PROBLEM DESCRIPTION: List every point Marco Felsch gives in the thread below to describe his setup.
══ ARTICLE ══
Re: DM-Integrity journal replay behaviour

Mikulas Patocka <mpatocka@xxxxxxxxxx> · Thu, 13 Mar 2025 16:53:58 +0100 (CET)

On Thu, 13 Mar 2025, Marco Felsch wrote:

> Hi,
> 
> sorry for the late reply but we had to run several tests and analyze
> multiple test outputs offline via a small self-written tool.
> 
> On 25-02-14, Mikulas Patocka wrote:
> > Hi
> > 
> > On Tue, 11 Feb 2025, Marco Felsch wrote:
> > 
> > > Hi all,
> > > 
> > > as written in the subject we do see an odd dm-integrity behaviour during
> > > the journal replay step.
> > > 
> > > First things first, a short introduction to our setup:
> > >  - Linux v6.8
> > >  - We do have a dm-integrity+dm-crypt setup to provide an authenticated
> > >    encrypted ext4-based rw data partition.
> > >  - The setup is done with a custom script [1] since we are making use of
> > >    the kernel trusted-keys infrastructure which isn't supported by LUKS2
> > >    at the moment.
> > >  - The device has no power failsafe e.g. hard power-cuts can appear.
═══
══ RAW DATA ══
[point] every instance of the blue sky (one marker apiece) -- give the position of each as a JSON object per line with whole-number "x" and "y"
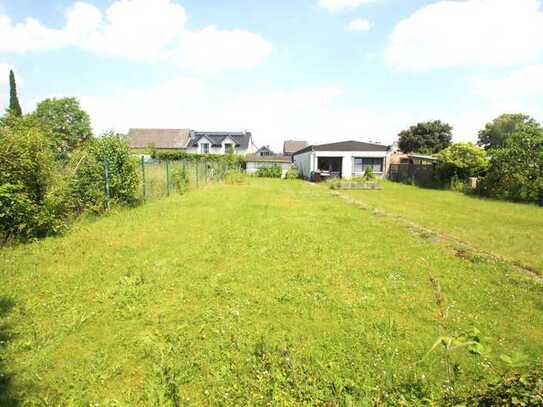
{"x": 319, "y": 70}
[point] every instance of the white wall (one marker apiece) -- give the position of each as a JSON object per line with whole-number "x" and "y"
{"x": 308, "y": 162}
{"x": 304, "y": 163}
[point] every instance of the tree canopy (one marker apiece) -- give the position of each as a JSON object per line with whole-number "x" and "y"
{"x": 426, "y": 138}
{"x": 462, "y": 160}
{"x": 14, "y": 105}
{"x": 69, "y": 125}
{"x": 516, "y": 168}
{"x": 495, "y": 133}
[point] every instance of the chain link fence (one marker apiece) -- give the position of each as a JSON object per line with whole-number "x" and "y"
{"x": 162, "y": 178}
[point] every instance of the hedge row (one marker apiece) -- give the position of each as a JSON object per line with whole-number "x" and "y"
{"x": 235, "y": 160}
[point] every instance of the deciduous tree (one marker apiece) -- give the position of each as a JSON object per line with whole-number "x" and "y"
{"x": 69, "y": 125}
{"x": 14, "y": 105}
{"x": 426, "y": 138}
{"x": 495, "y": 133}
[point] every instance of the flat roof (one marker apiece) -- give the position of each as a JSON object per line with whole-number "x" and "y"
{"x": 350, "y": 145}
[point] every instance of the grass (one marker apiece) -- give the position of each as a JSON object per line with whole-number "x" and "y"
{"x": 275, "y": 292}
{"x": 506, "y": 229}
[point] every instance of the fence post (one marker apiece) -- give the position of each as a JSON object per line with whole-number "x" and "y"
{"x": 167, "y": 177}
{"x": 106, "y": 173}
{"x": 143, "y": 176}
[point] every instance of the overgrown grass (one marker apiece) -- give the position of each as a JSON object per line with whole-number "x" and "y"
{"x": 509, "y": 230}
{"x": 270, "y": 292}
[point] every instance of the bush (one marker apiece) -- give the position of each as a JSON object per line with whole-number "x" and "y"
{"x": 235, "y": 177}
{"x": 180, "y": 179}
{"x": 461, "y": 161}
{"x": 28, "y": 207}
{"x": 87, "y": 185}
{"x": 270, "y": 172}
{"x": 293, "y": 172}
{"x": 233, "y": 160}
{"x": 516, "y": 170}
═══
FINAL RESULT:
- Linux v6.8
- A dm-integrity+dm-crypt setup that provides an authenticated, encrypted, ext4-based read-write data partition
- The setup is done with a custom script, because it uses the kernel trusted-keys infrastructure, which LUKS2 does not support at the moment
- The device has no power failsafe, so hard power cuts can happen